About two-thirds of the Earth's known coal deposits are low-rank coal, and because it is cheaper and more plentiful, that is mostly what is used in the generation of electricity. In fact, about 35% of all the electricity generated in the United States is fueled by low-rank coal. But with the new process, according to CCI's brochures, that same low-rank coal can now be converted into a low-emission coal-char fuel, clean water and synthetic crude oil that can be refined into petroleum. CCI further says it can actually recover between a half to a full barrel of oil from every ton of coal that is run through its process.

That means that, since a standard coal conversion plant would convert about 10,000 tons of coal per day, that coal alone would produce about 500 gallons of clean water each minute, as well as 7,000 barrels of oil each day, along with sufficient upgraded clean-coal char fuel to run a 500 megawatt power plant — and all with fewer emissions! If this is true, and if it could be done economically, this process could spur an economic revolution.

In 2008, the recoverable oil reserves in the U.S. were estimated to be about 21 billion barrels, with an average production of 5.7 million barrels per day. (Since the cost of oil just recently passed $100 per barrel, we are talking about lots of money!) But according to CCI, the potential domestic production of oil from low-rank coal simply using existing power generating plants would be about 1.9 million barrels per day. So just based upon current capacity and using this new technology, we could reduce our oil imports significantly.

Although all of this certainly sounds attractive, I really have no idea whether this process works or not. But the thoughts I am left with are that if this process really does work as well as advertised, why haven't I heard of it before, and why aren't people already making millions of dollars putting it into operation?

When I asked my host these questions, he said the coal conversion process actually was successfully demonstrated in a project run in Gillette, Wyo., between 1992 and 1997. But the reason it was not put into operation at that time is that the process is not economically viable unless oil is priced at more than $60 per barrel. So now that it is priced well above that level, they are optimistically going forward.

Even more fundamentally, though, I am left scratching my head over the federal government's huge and continual subsidizing of corn-based ethanol as a gasoline additive at the rate of a 45-cent per gallon tax credit. The yield in energy from corn does not even approach the yield that could be obtained from the petroleum extracted from coal, if this process would work.

**Dataset content**
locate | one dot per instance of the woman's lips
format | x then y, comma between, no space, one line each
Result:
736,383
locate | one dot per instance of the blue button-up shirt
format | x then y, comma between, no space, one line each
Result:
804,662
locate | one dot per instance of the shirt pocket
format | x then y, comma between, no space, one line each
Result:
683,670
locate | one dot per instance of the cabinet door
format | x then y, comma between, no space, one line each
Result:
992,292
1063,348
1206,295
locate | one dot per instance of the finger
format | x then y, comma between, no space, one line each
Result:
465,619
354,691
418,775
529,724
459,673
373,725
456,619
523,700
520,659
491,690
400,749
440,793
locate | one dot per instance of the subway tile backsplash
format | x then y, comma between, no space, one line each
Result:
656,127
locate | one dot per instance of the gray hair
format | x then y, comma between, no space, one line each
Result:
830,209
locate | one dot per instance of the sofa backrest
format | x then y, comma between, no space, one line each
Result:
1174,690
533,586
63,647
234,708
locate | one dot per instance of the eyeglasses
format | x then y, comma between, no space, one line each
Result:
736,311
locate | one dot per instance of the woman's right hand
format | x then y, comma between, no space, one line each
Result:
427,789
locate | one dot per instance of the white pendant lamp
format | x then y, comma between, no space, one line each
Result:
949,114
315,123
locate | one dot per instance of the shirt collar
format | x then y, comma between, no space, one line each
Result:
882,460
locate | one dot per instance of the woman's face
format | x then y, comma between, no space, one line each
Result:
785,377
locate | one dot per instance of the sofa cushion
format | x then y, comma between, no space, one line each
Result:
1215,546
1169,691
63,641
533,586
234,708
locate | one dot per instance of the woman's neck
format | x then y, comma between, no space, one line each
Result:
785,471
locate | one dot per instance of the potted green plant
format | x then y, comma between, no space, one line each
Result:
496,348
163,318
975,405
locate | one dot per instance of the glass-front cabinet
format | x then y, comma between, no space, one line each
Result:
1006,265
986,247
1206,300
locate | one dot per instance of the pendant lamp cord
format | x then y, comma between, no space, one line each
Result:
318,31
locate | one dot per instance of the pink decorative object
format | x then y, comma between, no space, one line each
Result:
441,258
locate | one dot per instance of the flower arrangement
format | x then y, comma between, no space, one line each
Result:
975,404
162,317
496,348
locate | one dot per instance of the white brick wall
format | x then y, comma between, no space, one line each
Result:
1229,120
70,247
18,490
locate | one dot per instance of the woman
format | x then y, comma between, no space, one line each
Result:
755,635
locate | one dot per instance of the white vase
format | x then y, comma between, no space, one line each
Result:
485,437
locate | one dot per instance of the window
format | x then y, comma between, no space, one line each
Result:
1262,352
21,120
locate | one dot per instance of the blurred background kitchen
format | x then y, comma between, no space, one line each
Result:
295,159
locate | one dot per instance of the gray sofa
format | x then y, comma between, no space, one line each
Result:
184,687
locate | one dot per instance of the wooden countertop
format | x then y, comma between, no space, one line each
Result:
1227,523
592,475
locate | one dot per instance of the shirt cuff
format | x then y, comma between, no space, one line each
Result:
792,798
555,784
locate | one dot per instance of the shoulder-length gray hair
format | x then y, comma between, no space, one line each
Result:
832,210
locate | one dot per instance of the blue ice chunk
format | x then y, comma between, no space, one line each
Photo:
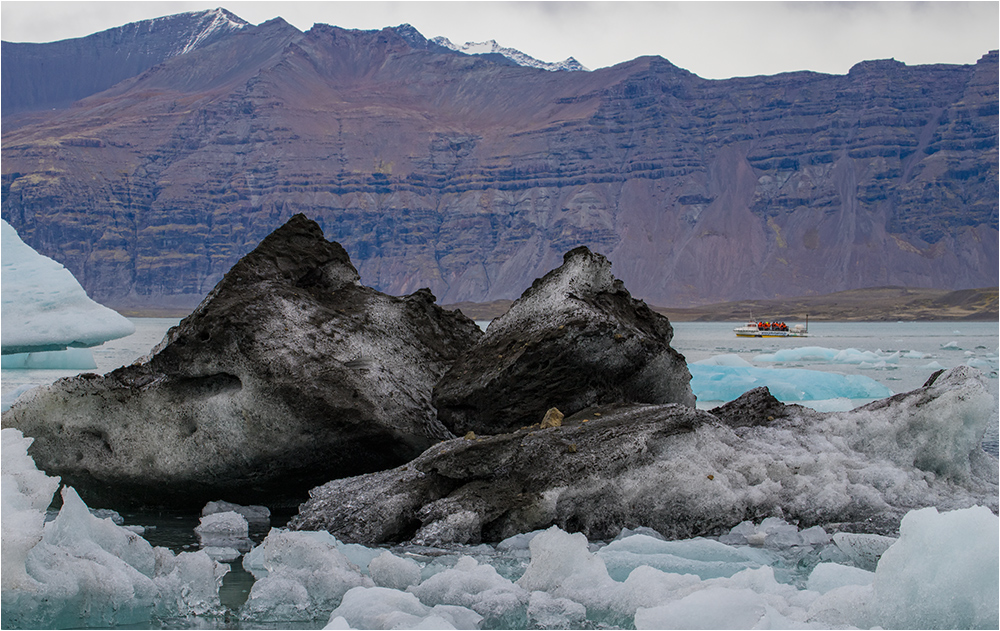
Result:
830,355
725,383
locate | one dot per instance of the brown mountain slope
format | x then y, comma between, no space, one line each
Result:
473,177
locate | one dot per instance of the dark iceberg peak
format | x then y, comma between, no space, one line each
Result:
576,338
298,252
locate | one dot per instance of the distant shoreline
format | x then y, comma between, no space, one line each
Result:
879,304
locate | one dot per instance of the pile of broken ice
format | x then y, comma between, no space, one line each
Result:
82,571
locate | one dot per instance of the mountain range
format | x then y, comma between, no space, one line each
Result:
149,158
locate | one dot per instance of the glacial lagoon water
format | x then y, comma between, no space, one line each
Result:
896,356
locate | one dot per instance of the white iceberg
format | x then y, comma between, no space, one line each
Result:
44,307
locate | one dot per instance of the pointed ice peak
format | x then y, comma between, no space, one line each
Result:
521,59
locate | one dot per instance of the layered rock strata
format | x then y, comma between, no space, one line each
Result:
574,339
471,177
683,472
288,374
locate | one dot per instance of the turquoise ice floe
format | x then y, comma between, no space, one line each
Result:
717,381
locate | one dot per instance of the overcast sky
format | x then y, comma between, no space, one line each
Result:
715,40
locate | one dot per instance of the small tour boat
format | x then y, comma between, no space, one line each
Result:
771,329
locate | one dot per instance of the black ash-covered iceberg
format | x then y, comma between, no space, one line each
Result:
288,374
574,339
683,472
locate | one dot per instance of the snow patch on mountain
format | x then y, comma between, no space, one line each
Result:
212,22
521,59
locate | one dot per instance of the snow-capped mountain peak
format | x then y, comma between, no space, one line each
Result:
521,59
211,22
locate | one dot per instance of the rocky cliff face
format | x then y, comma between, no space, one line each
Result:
472,177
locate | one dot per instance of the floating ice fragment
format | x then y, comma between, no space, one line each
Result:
829,576
725,383
258,517
478,587
702,557
304,576
389,570
384,608
10,397
546,612
711,608
68,359
943,572
729,359
224,530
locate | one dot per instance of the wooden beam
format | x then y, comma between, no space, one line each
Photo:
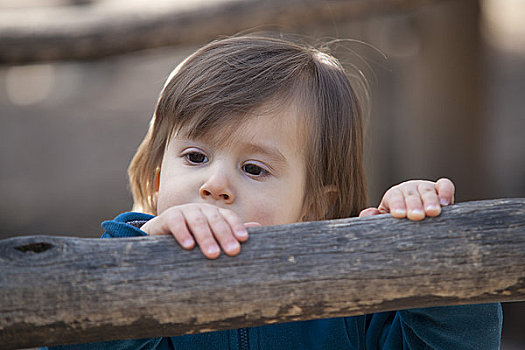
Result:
102,29
56,290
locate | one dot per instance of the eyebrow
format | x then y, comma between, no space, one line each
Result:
269,151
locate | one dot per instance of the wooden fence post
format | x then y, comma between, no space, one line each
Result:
56,290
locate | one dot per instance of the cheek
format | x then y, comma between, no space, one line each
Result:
274,210
170,194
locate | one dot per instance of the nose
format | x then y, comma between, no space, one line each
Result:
217,188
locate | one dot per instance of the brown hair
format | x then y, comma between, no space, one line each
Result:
229,78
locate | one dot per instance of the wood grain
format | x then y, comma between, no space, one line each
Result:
56,290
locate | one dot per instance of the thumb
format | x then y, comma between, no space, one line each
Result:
251,224
369,212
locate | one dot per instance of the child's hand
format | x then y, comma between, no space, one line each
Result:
414,199
206,224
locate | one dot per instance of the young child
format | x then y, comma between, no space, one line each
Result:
256,130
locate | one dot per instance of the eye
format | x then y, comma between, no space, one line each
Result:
196,157
254,170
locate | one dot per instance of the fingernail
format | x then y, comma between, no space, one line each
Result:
241,232
417,212
213,249
398,212
231,246
432,207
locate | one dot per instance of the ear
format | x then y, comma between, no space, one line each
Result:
156,180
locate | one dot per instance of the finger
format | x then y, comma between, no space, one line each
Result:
222,231
413,203
394,202
369,212
239,230
445,189
170,222
198,224
429,198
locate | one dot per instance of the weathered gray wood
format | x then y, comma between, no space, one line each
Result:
100,30
61,290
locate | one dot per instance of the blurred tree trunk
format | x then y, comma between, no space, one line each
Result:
100,30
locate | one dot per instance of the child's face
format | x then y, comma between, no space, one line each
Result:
259,173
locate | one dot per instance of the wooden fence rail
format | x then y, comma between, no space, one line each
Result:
56,290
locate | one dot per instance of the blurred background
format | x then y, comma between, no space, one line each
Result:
447,85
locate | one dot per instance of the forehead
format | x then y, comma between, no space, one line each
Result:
269,127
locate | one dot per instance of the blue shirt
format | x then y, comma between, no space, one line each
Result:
475,327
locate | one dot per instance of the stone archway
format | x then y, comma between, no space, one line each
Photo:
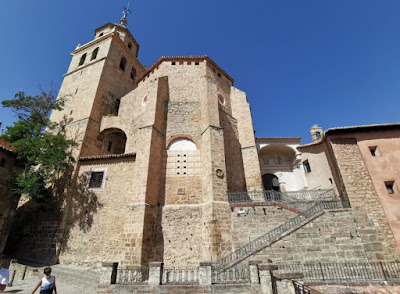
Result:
271,182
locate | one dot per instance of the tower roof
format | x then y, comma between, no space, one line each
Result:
123,22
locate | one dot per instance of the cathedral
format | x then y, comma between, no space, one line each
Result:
168,169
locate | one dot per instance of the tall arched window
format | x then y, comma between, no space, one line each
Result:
183,158
94,53
122,64
182,144
82,61
133,73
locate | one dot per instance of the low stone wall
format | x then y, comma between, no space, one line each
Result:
332,237
184,289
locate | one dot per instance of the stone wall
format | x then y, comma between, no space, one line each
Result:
34,234
372,223
332,237
94,231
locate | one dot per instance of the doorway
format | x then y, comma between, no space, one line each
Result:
271,182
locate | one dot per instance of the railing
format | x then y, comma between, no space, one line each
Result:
132,275
292,196
301,288
237,274
181,276
262,241
365,271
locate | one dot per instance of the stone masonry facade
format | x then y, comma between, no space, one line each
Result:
160,149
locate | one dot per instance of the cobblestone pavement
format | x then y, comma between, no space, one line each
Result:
69,279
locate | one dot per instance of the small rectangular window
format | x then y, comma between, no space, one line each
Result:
116,106
374,151
96,180
307,167
390,187
109,147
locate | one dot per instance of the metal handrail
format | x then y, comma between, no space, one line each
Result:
257,244
290,196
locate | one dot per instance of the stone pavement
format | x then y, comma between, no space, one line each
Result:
69,279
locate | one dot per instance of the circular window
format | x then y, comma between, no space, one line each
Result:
144,100
221,99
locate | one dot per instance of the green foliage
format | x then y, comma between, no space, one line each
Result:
41,146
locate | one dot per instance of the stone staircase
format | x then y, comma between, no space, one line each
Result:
69,278
277,233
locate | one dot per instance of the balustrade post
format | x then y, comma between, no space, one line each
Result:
205,273
155,273
285,281
266,277
253,269
108,273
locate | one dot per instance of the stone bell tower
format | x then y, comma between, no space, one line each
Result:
100,73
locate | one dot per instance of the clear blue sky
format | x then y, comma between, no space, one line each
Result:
335,63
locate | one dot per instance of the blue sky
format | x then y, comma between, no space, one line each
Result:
335,63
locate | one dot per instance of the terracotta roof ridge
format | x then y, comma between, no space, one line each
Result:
364,126
107,156
169,58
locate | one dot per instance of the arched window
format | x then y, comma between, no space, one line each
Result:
113,141
133,73
94,53
122,64
182,144
82,61
221,99
181,152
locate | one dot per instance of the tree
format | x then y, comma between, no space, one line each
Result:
42,150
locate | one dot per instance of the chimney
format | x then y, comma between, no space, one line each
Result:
316,133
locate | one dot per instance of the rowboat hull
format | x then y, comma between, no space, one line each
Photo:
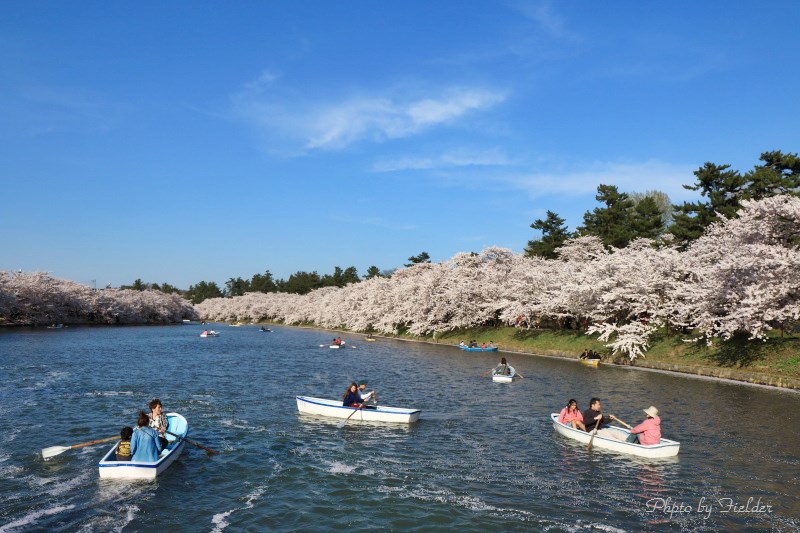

**Problem**
Answer these from the text on low-rank coal:
(a) What share of the electricity generated in the United States is fueled by low-rank coal?
(b) Where and between which years was the coal conversion process demonstrated?
(c) Above what oil price per barrel does the process become economically viable?
The entries were drawn from a separate source.

**Response**
(a) About 35%.
(b) In Gillette, Wyo., between 1992 and 1997.
(c) More than $60 per barrel.